=== PASSAGE ===
RAPID ASCENT OF RHYOLITIC MAGMAS WITHIN THE BLACK HILLS IGNEOUS PROVINCE, SOUTH DAKOTA: IMPLICATIONS FOR EXTENSION WITHIN A LARAMIDE TRANSVERSE STRUCTURAL ZONE

The rate of magma ascent from lower-crustal magma chambers to the surface has important implications on tectonic-magmatic models. Rhyolites studied within the central portion of the Paleocene-Eocene Black Hills Igneous Province (BHIP) provide evidence of rapid silicic magma emplacement within shallow subvolcanic intrusions. The BHIP is a 100 km long northwest-trending (~N70W) belt of igneous centers formed within a 20-40 km wide left-lateral transverse structural zone. Alignment of structures and igneous intrusions within the transverse zone have north-to northwest-striking (~N20W) trends. Rhyolitic intrusive bodies within the study area (near Lead and Deadwood) formed domed laccoliths and numerous dikes and sills, along with diatremes and breccia pipes. Most were emplaced in Paleozoic clastic rocks at depths of 1 to 3 km, although some vented to the surface in the form of maar-diatremes.
=== PROVIDED INFORMATION ===
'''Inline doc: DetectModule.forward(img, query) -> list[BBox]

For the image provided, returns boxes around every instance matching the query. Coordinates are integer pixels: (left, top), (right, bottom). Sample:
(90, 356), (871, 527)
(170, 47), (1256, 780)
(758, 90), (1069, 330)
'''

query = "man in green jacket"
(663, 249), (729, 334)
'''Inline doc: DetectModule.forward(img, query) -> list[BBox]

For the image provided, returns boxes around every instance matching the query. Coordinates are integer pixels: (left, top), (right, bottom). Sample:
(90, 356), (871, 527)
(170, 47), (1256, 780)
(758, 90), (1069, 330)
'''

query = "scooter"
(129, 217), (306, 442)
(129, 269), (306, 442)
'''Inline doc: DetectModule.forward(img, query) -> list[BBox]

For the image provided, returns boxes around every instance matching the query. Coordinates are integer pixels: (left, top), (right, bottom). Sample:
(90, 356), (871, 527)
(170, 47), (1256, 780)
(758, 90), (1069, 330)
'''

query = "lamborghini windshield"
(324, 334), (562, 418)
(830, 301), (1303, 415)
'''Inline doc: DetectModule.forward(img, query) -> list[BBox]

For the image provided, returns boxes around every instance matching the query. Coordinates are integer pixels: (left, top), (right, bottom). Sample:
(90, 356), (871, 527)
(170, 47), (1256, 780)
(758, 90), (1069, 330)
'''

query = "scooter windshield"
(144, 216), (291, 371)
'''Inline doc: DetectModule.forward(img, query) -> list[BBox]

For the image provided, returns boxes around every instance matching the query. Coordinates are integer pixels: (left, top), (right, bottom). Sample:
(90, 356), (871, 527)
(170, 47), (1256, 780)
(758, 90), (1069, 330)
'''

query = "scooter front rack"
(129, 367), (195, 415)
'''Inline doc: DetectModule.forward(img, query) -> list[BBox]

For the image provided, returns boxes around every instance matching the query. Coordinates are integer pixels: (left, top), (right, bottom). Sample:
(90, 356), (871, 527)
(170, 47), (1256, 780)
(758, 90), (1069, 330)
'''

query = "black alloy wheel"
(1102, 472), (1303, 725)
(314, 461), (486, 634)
===
-- TASK LIST --
A. According to the Black Hills passage, at what depths were most of the rhyolitic intrusive bodies in the study area emplaced?
B. Carry on the Black Hills passage from its final sentence.
These entries have no connection to the Black Hills passage.

-- ANSWERS TO THE PROBLEMS --
A. Most were emplaced at depths of 1 to 3 km.

B.
Rhyolites showing evidence of rapid silicic magma ascent can be divided into two families based on phenocryst petrography: A) quartz-bearing rhyolite (QR) and B) almandine garnet-bearing rhyolite (AR). Quartz phenocrysts within QR intrusions form euhedral to subhedral “quartz eyes” up to 4 mm in diameter, some with partial resorption rims, and are all highly fractured. The AR phenocrysts are almandine garnets in composition and formed by crystallization from magma (Dasgupta and Hacker, 2015; Jensen et al., 2014). Texturally, the phenocrysts are euhedral to subhedral and show extensive fracturing. Fracturing within both the quartz and garnet phenocrysts produced greater than ten panels per grain which is indicative of fast decompression fracturing. It's known that primary igneous garnets are rare in hypabyssal or volcanic igneous rocks and can only develop under restricted conditions. High almandine-low spessartine garnet in volcanic rocks is a remnant phase of high pressure crystallization from magma at pressures of >7 kbar (>25 km). We infer that the QR and AR in the BHIP crystallized at lower crustal depths in magmas that then ascended very rapidly to shallow depths, and may have erupted explosively. A tensional stress field within the Laramide Black Hills transverse zone may have enhanced their fast ascent from lower-crustal depths, allowing preservation of early-formed phenocrysts.